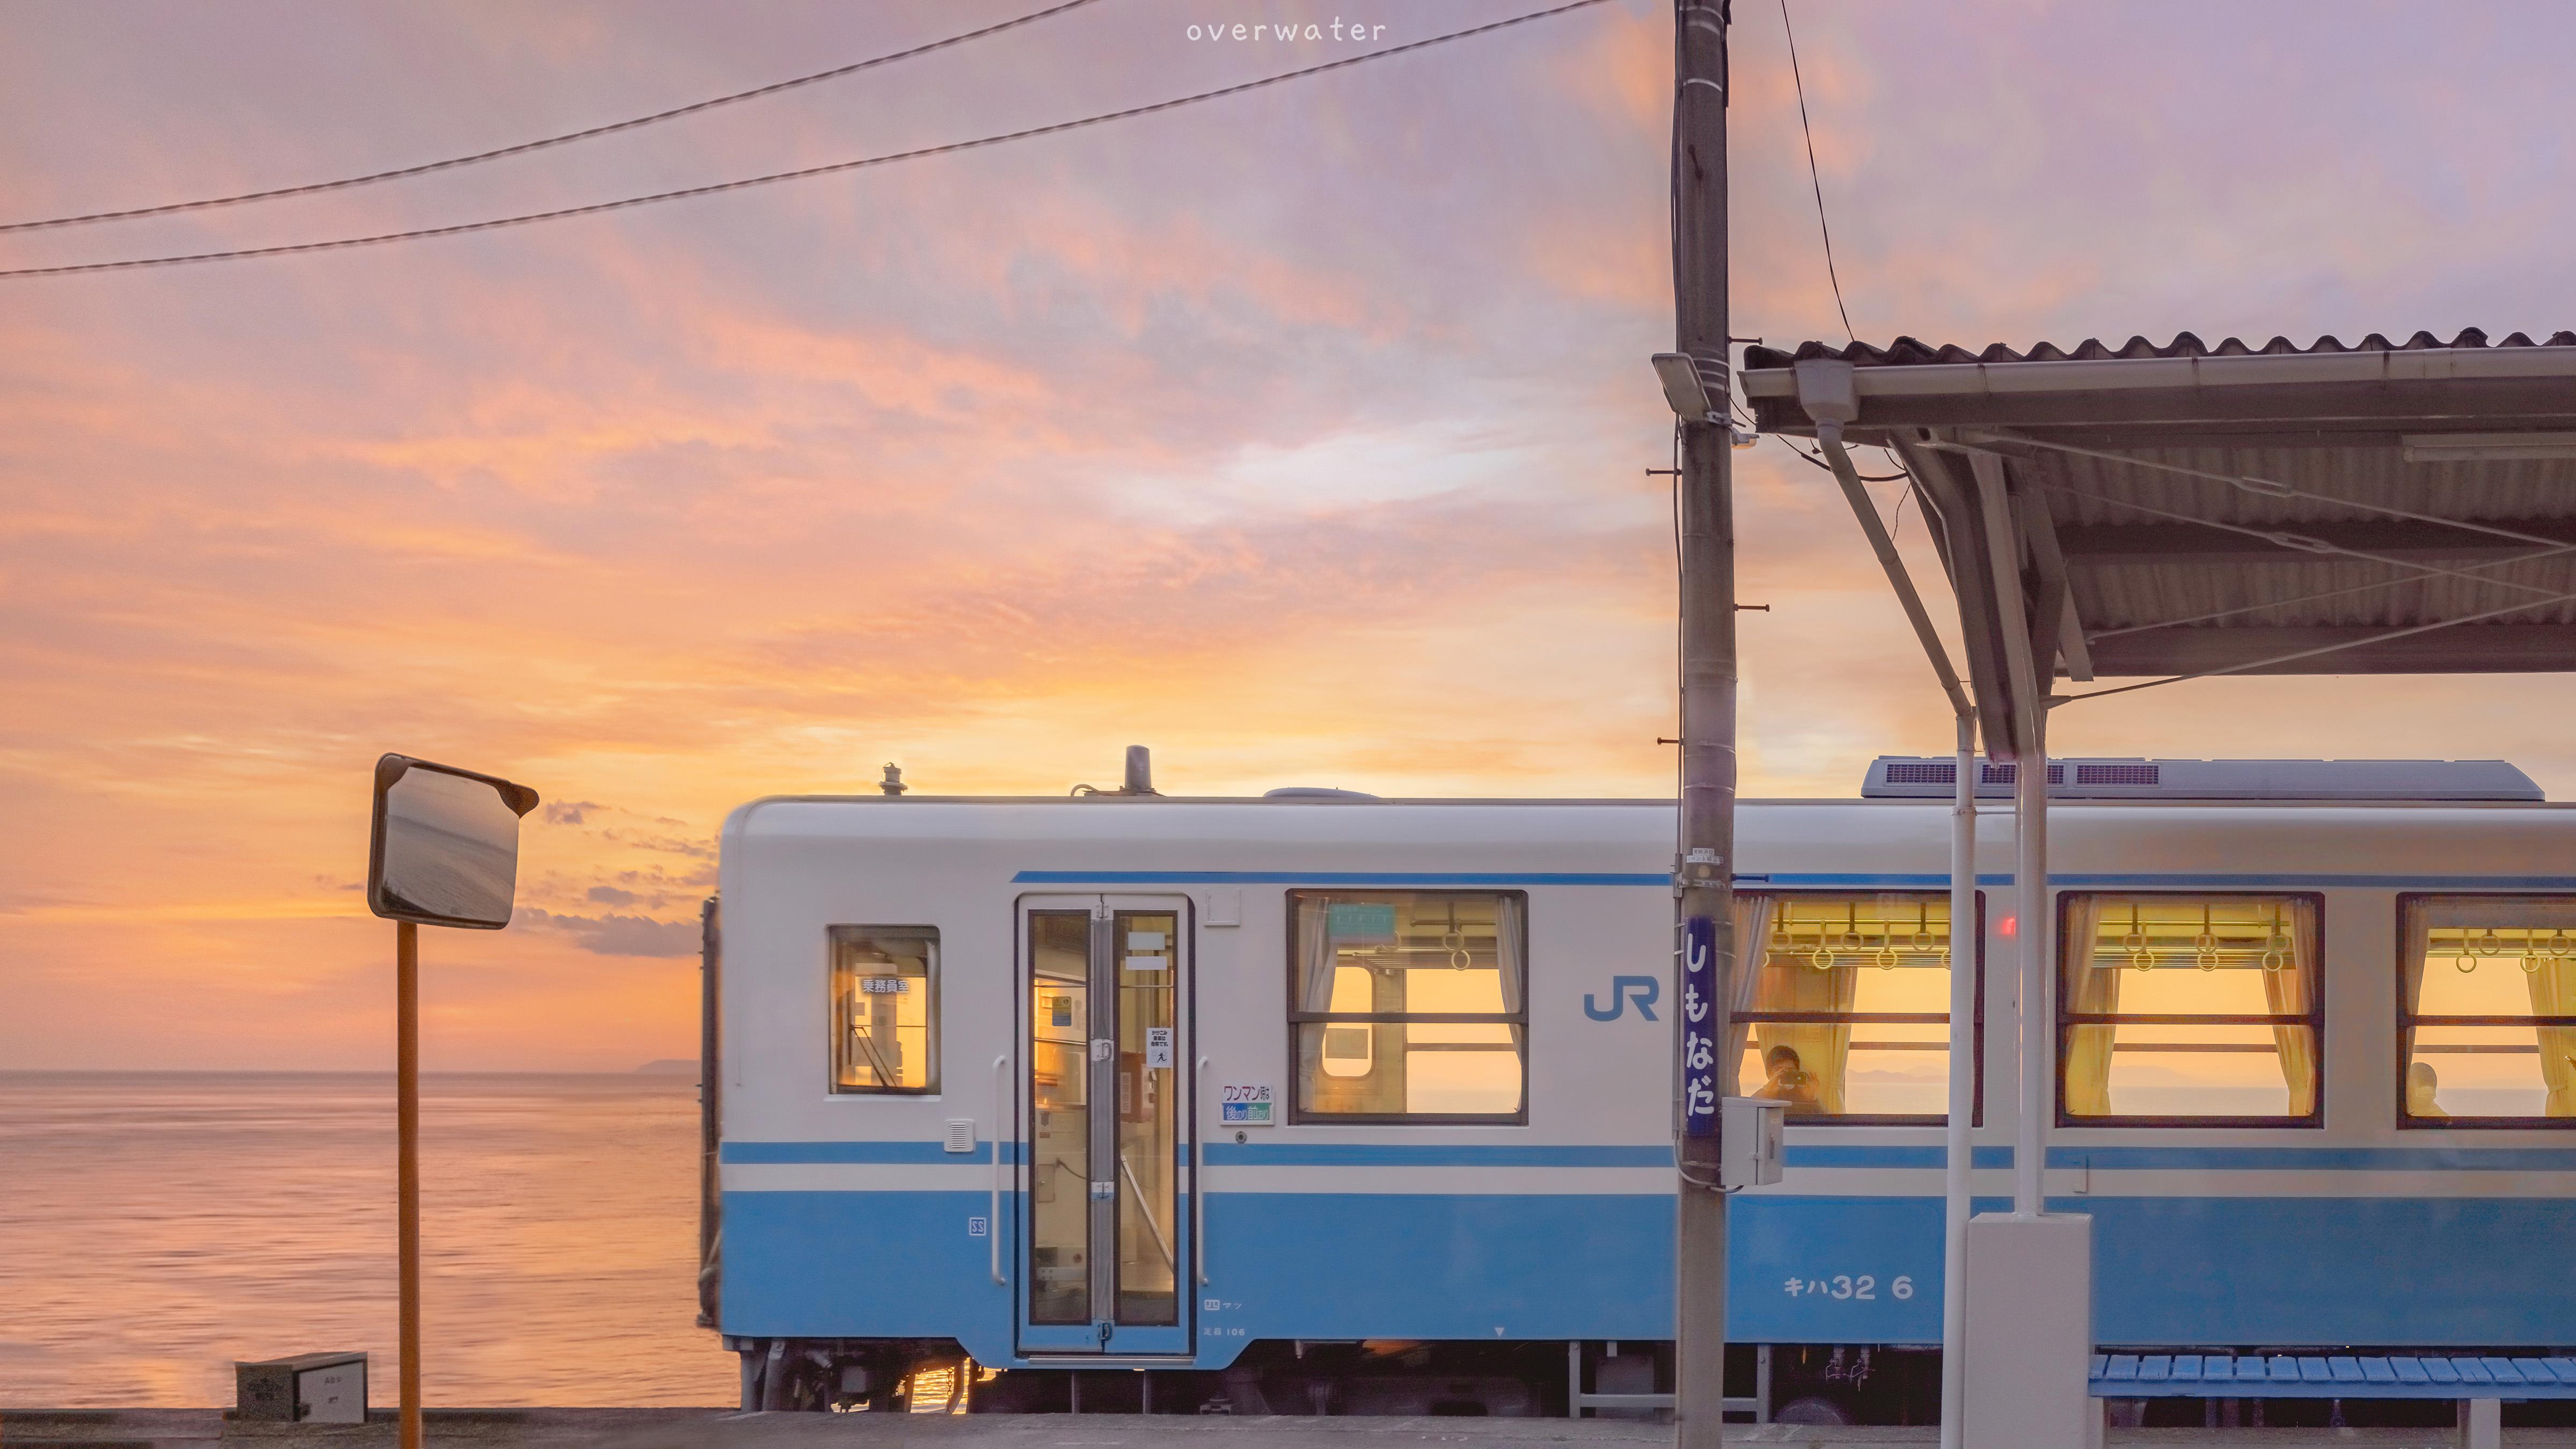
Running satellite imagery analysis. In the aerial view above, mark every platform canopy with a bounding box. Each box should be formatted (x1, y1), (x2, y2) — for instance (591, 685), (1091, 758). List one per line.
(1738, 329), (2576, 754)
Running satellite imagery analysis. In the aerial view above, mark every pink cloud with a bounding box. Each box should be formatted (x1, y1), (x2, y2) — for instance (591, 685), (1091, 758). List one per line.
(8, 0), (2576, 1070)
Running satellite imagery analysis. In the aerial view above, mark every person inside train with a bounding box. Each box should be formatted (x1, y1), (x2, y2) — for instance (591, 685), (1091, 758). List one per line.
(1754, 1044), (1824, 1114)
(2407, 1060), (2448, 1119)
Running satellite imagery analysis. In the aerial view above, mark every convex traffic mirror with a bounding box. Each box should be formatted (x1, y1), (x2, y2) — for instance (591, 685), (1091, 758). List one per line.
(366, 754), (540, 930)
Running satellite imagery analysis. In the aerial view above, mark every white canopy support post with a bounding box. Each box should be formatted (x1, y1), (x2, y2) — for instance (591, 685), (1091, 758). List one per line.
(2011, 711), (2049, 1214)
(1968, 449), (2049, 1215)
(1940, 710), (1977, 1449)
(1960, 450), (2095, 1446)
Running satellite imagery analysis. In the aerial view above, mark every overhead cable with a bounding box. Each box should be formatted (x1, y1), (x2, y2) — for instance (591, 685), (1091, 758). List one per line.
(1779, 437), (1906, 481)
(1778, 0), (1853, 342)
(2086, 566), (2562, 643)
(0, 0), (1107, 235)
(2022, 475), (2576, 612)
(0, 0), (1612, 280)
(2058, 581), (2576, 706)
(1968, 430), (2576, 553)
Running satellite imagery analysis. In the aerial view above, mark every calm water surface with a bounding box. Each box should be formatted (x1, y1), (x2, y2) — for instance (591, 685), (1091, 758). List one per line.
(0, 1073), (734, 1407)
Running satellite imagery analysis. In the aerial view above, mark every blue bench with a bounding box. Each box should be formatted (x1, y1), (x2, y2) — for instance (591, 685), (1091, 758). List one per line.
(2090, 1353), (2576, 1447)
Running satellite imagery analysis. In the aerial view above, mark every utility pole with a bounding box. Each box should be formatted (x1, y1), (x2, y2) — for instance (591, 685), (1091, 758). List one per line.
(1671, 3), (1733, 1447)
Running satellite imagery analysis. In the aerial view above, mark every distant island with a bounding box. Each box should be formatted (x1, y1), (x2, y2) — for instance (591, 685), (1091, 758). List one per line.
(633, 1058), (698, 1075)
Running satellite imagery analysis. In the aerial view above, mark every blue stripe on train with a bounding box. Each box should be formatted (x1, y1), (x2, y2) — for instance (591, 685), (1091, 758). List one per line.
(1014, 869), (2576, 889)
(2083, 1196), (2576, 1345)
(2049, 1146), (2576, 1172)
(719, 1189), (2576, 1356)
(1013, 870), (1672, 886)
(1203, 1143), (1673, 1167)
(723, 1140), (982, 1164)
(715, 1141), (1685, 1168)
(722, 1139), (2576, 1172)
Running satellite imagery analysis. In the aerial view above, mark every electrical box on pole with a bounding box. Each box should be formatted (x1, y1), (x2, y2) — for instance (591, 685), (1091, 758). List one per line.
(1719, 1096), (1784, 1189)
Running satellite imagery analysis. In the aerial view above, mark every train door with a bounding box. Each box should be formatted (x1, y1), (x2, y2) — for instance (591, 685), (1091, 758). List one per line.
(1016, 895), (1193, 1356)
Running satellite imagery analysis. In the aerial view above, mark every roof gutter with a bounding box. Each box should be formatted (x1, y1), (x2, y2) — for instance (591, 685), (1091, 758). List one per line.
(1740, 343), (2576, 401)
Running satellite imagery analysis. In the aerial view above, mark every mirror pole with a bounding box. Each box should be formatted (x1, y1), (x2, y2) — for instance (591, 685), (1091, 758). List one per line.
(397, 919), (421, 1449)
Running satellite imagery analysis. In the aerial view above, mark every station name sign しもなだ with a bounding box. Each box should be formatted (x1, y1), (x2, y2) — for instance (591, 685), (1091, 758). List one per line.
(1681, 915), (1718, 1135)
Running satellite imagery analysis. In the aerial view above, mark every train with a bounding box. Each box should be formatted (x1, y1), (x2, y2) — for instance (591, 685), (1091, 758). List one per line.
(693, 754), (2576, 1424)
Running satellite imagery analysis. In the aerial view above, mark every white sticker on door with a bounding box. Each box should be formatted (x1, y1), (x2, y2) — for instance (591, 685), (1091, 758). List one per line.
(1145, 1026), (1174, 1069)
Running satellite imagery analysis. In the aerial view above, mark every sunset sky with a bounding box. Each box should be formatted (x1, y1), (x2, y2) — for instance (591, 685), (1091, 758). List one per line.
(6, 0), (2575, 1071)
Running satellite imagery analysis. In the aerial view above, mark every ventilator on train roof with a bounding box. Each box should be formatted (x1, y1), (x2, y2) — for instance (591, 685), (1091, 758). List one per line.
(1861, 756), (2542, 802)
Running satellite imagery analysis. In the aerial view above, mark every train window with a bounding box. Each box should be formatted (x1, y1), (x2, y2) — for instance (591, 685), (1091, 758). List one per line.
(2058, 894), (2322, 1126)
(1288, 890), (1526, 1123)
(828, 926), (938, 1094)
(2399, 895), (2576, 1125)
(1733, 892), (1978, 1123)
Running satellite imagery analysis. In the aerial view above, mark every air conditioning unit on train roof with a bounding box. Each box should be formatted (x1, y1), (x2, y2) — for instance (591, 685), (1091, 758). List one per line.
(1859, 756), (2542, 803)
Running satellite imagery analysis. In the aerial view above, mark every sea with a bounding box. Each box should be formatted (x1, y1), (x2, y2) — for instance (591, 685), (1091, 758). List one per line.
(0, 1072), (737, 1408)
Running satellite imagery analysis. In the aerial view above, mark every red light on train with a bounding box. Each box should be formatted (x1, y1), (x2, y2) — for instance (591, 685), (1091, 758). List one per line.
(1998, 915), (2017, 937)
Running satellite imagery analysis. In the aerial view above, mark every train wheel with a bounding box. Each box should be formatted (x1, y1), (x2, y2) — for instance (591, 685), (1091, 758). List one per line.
(1775, 1394), (1857, 1425)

What is expected :: Please transcribe every entry exactly as written, leaving the pictures out.

Solution ::
Running satellite imagery analysis. In the aerial view above, mark every platform canopy with a bounding box. Each box should be formatted (x1, y1), (x2, y2) — for instance (591, 685), (1091, 758). List one per line.
(1738, 329), (2576, 754)
Running satellite imagery analysis. In the aerial view above, mark every pink cloud with a bounding box. Each box should be formatted (x1, y1), (x2, y2) — for instance (591, 685), (1091, 758). List one per line.
(8, 0), (2576, 1070)
Running satellite imagery analysis. In the aerial view above, mark every person inside train with a bounding box. Each box should be formatted (x1, y1), (x2, y2) — for instance (591, 685), (1091, 758). List one per line.
(1754, 1044), (1824, 1114)
(2407, 1060), (2448, 1119)
Running satellite imagery analysis. In the aerial view above, mark every convex traffic mirror with a bounding box. Each box should be formatted (x1, y1), (x2, y2) — for instance (591, 685), (1091, 758). List one per line.
(366, 754), (540, 930)
Running satellite imagery analysis. In the aerial view above, mark every white canopy support post with a bounding box. Each box should be formatted (x1, y1), (x2, y2) — for instance (591, 685), (1091, 758). List one per line.
(2011, 711), (2049, 1214)
(1968, 449), (2049, 1215)
(1940, 710), (1977, 1449)
(1960, 450), (2095, 1446)
Running satellite imagery analysis. In the aerial view above, mark every overhead cable with a bounding box. Each box should be formatted (x1, y1), (x2, y2) — for instance (591, 685), (1091, 758). List one per line.
(1779, 437), (1906, 481)
(1778, 0), (1853, 342)
(2086, 566), (2562, 643)
(0, 0), (1107, 235)
(2022, 475), (2576, 612)
(0, 0), (1612, 280)
(2058, 581), (2576, 706)
(1968, 430), (2576, 553)
Running satellite imagery analysis. In the aerial view above, mark every calm water surface with a bounding box. Each box should be formatted (x1, y1), (x2, y2) — for instance (591, 685), (1091, 758). List one per line.
(0, 1073), (734, 1407)
Running satellite imagery analysis. In the aerial view above, mark every blue bench with a bounding box. Each box should be formatted (x1, y1), (x2, y2) — for instance (591, 685), (1091, 758). List one per line.
(2090, 1353), (2576, 1447)
Running satellite imagery analysis. In the aerial view above, mark every utility pole with a bounding box. Each box should be formatted (x1, y1), (x2, y2) — for instance (591, 685), (1091, 758). List one per line.
(1671, 3), (1733, 1447)
Running satellite imagery analysis. In the aerial view above, mark every distant island with a bounding box. Each box should be formatted (x1, y1), (x2, y2) — for instance (591, 685), (1091, 758). List one per line.
(633, 1058), (698, 1075)
Running satellite imagery analysis. In the aerial view above, mark every blue stripe on train with a bounding box. Each box should be formatted (x1, y1), (x2, y2) — for instance (591, 685), (1091, 758). List one per line.
(1014, 869), (2576, 889)
(2083, 1196), (2576, 1345)
(2049, 1146), (2576, 1172)
(719, 1189), (2576, 1356)
(1013, 870), (1672, 886)
(1203, 1143), (1673, 1167)
(723, 1140), (982, 1164)
(715, 1141), (1685, 1168)
(722, 1139), (2576, 1172)
Running satellite imagery analysis. In the aerial view above, mark every electrical box on pole with a bounding box. Each box should be formatted (x1, y1), (x2, y2) — for instance (591, 685), (1091, 758). List one per line.
(1719, 1096), (1784, 1189)
Running satellite imagery analysis. In the aerial view above, mark every train door with a bounding box. Each box should be formatted (x1, y1), (x2, y2) — for instance (591, 685), (1091, 758). List one per line.
(1016, 895), (1193, 1356)
Running satellite imagery analysis. In the aerial view above, mark every roof gutter with a bounding box. Each box should be formatted (x1, y1), (x2, y2) — for instance (591, 685), (1091, 758). List one per line.
(1740, 343), (2576, 401)
Running satellite imagery analysis. In the aerial view above, mark every mirror pole with a bounding box. Each box should be formatted (x1, y1), (x2, y2) — for instance (591, 685), (1091, 758). List one per line.
(397, 919), (421, 1449)
Running satellite imagery analysis. In the aerial view above, mark every station name sign しもなだ with a bounding box. Each box should be formatted (x1, y1), (x2, y2) — for instance (591, 685), (1091, 758). List one per line.
(1681, 915), (1718, 1135)
Running satellite imagery analysis. In the aerial view above, mark every train with a bounding box. Each box should be formatted (x1, y1), (x2, y2) — for instance (591, 685), (1091, 758). List one per line.
(693, 754), (2576, 1424)
Running satellite imagery analysis. In the aerial view above, mark every white sticker on door with a bounding box. Each box should be formatted (x1, y1), (x2, y2) — for instance (591, 685), (1091, 758). List one per line.
(1145, 1026), (1174, 1069)
Running satellite imagery analysis. In the aerial view above, mark every sunset sky with a bounding box. Each box should be formatted (x1, y1), (x2, y2) — for instance (591, 685), (1091, 758). List one per line.
(6, 0), (2575, 1071)
Running satellite imagery analysis. In the aerial view above, mark every ventilator on train roof with a bounding box. Each box should be formatted (x1, y1), (x2, y2) — for instance (591, 685), (1091, 758). List one per line.
(1861, 756), (2542, 802)
Running satellite imagery analysis. In the aerial view above, mark every train window with a bounding box. Each box should be formatted (x1, y1), (x2, y2) — for instance (591, 685), (1091, 758). List one per line.
(2058, 894), (2322, 1126)
(1288, 890), (1526, 1123)
(828, 926), (938, 1094)
(2399, 895), (2576, 1125)
(1733, 892), (1978, 1123)
Running satellite imagery analysis. In the aerial view above, mark every air conditioning unit on train roof with a bounding box. Each box should be formatted (x1, y1), (x2, y2) — for instance (591, 685), (1091, 758). List one per line.
(1859, 756), (2542, 803)
Running satellite imagery analysis. In the aerial view above, mark every sea with a bounding box. Each box should be formatted (x1, y1), (x2, y2) — for instance (591, 685), (1091, 758). List one per line.
(0, 1072), (737, 1408)
Running satellite imagery analysis. In the aerial view above, mark every red light on train with a bounding box. Each box should be formatted (x1, y1), (x2, y2) — for instance (591, 685), (1091, 758). List one per line.
(1998, 915), (2017, 937)
Running satellite imagery analysis. In the aerial view above, mark every train wheel with a bounding box. Each box should be formatted (x1, y1), (x2, y2) — for instance (591, 685), (1091, 758). List one per line.
(1775, 1394), (1857, 1425)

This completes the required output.